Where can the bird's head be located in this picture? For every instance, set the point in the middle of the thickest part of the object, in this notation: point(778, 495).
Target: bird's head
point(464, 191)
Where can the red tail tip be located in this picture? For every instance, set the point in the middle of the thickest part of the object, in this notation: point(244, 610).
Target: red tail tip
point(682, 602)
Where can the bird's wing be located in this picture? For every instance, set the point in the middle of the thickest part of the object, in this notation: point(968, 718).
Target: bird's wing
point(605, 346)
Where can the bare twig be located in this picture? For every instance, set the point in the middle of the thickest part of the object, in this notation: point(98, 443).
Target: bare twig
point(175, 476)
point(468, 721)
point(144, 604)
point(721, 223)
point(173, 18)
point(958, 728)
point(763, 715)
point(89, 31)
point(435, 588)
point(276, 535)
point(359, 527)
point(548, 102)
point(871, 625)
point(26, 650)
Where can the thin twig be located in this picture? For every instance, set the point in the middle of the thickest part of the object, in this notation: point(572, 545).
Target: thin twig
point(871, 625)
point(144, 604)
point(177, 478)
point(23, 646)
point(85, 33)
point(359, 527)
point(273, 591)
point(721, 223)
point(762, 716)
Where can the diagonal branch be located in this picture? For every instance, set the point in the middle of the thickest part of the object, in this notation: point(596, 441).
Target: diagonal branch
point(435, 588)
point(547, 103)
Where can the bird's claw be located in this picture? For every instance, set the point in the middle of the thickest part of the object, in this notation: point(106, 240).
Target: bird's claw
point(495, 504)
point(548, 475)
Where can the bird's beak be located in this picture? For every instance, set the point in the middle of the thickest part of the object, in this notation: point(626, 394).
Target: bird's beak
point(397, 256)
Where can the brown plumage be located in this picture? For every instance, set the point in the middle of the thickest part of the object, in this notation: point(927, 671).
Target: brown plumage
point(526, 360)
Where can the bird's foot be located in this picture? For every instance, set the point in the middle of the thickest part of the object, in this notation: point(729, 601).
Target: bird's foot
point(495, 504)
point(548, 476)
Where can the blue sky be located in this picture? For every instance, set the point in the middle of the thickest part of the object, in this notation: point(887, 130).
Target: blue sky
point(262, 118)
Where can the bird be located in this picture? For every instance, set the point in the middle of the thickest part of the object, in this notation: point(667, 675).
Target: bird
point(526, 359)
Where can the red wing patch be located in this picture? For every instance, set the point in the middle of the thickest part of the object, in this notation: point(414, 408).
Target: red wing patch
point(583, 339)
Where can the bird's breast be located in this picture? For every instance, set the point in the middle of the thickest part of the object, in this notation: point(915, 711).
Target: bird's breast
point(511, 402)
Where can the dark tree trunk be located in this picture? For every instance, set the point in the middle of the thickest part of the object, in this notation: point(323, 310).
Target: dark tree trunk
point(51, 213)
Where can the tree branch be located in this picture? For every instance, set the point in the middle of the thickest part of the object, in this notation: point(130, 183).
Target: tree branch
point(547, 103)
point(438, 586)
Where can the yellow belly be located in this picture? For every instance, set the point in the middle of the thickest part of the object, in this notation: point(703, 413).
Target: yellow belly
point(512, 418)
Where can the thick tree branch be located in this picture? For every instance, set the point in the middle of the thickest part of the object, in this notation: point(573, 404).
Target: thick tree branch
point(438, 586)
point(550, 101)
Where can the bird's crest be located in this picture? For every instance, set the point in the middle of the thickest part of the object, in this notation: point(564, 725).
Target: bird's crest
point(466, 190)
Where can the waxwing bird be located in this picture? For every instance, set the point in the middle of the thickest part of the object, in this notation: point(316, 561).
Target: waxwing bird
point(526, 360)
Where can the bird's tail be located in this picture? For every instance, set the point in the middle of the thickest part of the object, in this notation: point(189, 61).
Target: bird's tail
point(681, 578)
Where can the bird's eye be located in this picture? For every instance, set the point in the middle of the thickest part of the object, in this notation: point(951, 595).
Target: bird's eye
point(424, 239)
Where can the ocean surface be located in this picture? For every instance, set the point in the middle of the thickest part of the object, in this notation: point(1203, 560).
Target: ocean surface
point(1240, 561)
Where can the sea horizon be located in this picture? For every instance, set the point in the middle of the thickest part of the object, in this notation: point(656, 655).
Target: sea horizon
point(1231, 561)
━━━━━━━━
**PROBLEM DESCRIPTION**
Restate the data above word for word.

**RESULT OF THE EXERCISE**
Where can the bird's head be located in this picture? For every instance, set the point in the middle of the thickest part of the object, in this notation: point(778, 495).
Target: bird's head
point(464, 191)
Where can the red tail tip be located in this picture? For every instance, set the point in the middle of the thickest part of the object, in this notation: point(244, 610).
Target: red tail tip
point(682, 602)
Where can the bird's wing be located in this picture? For every instance, set the point in the middle of the thickest part of the object, in this notation: point(968, 718).
Target: bird's wing
point(605, 346)
Where can the bare twig be located in this picture? For every instance, set the point in the middle of the thickest part of the object, in this notation: point(98, 443).
Target: bare twig
point(175, 476)
point(468, 721)
point(144, 604)
point(721, 223)
point(173, 18)
point(958, 728)
point(763, 715)
point(89, 31)
point(435, 588)
point(276, 535)
point(359, 527)
point(548, 102)
point(871, 625)
point(26, 650)
Where can the thin twig be located in this picture? For every instance, set the point in the middle of the thickest part of the object, in this notation: point(572, 545).
Target: thin twig
point(871, 625)
point(144, 604)
point(177, 478)
point(23, 646)
point(85, 33)
point(359, 527)
point(273, 591)
point(721, 223)
point(762, 716)
Where can the diagonal branch be located in this picture? For every instance, set the point in the middle of the thickest part of the object, in this notation: point(596, 441).
Target: diagonal branch
point(435, 588)
point(547, 103)
Where can the bird's claw be located in this picture? For every instance, set the point in the middle of the thickest part of the object, in this notation: point(106, 240).
Target: bird's claw
point(495, 504)
point(548, 475)
Where can the bird's beak be located in this picture? For every instance, set the point in the middle of the thickest part of the object, in this notation: point(626, 394).
Target: bird's beak
point(397, 256)
Where can the brown plumage be located in this picture? For every instance, set the point in the middle of the thickest part of the object, in this notation: point(927, 671).
Target: brown plumage
point(526, 360)
Where can the bird's foot be located in this picture? For every instance, set the point in the middle of the thickest part of the object, in this notation: point(729, 601).
Target: bird's foot
point(495, 504)
point(548, 476)
Where can the blue sky be located in this picture? For every instance, set the point in the middle of the thickest part of the object, in this notation: point(887, 130).
Target: blue sky
point(262, 118)
Where can the bird be located in this picture? For every instance, set the point in the middle of the thickest part of the object, in this notation: point(667, 675).
Target: bird
point(526, 359)
Where can the red wing patch be located in this picture? For every instance, set the point in the middle of the thickest part of the object, in this notation: point(414, 408).
Target: red wing patch
point(583, 339)
Where can the bird's breast be located in this picture? For every instance, set the point in the middle of the thickest part of the object, in this notation: point(915, 711).
Target: bird's breast
point(511, 402)
Where can the dark tree trunk be located in this picture? For every instance, set the point in the middle of the thickest part of the object, in this notation: point(323, 310).
Target: dark tree trunk
point(51, 213)
Where can the tree branch be located in this picture? For every instance, set the point in the middle of the thickest part of the object, in this notation: point(130, 183).
Target: tree branch
point(547, 103)
point(438, 586)
Where can the yellow belly be located in this picture? For every instance, set the point in the middle of the thickest part of the object, in this notation: point(703, 413).
Target: yellow belly
point(512, 418)
Where can the thick tree branch be located in this picture? For every instance, set the point in the middle of the thickest part of the object, in this notation: point(573, 404).
Target: thick tree branch
point(438, 586)
point(550, 101)
Where can the bird's crest be located in this picture? For every instance, set the point in the middle of the thickest part of the object, in this notation: point(564, 725).
Target: bird's crest
point(466, 190)
Where can the waxwing bird be located in this picture? For every instance, set the point in the middle of the thickest part of the object, in this notation: point(316, 561).
Target: waxwing bird
point(526, 360)
Where can the bird's tail be located in this picture? For every instance, set the point in the middle of the thickest part of the object, in this notation: point(189, 61).
Target: bird's tail
point(681, 578)
Where can the bird's eye be located in this picture? For every instance, set the point in the middle of the thickest part of the object, in this notation: point(951, 595).
Target: bird's eye
point(424, 239)
Where can the ocean surface be located in this picture? For every instance, set the point in the middle of the thickest part of the object, in this notation: point(1203, 560).
Target: ocean surface
point(1240, 561)
Where can the sea horizon be located in this picture? For every instance, set the point in the middle of the thickest part of the object, in this notation: point(656, 655).
Target: sea horizon
point(1231, 561)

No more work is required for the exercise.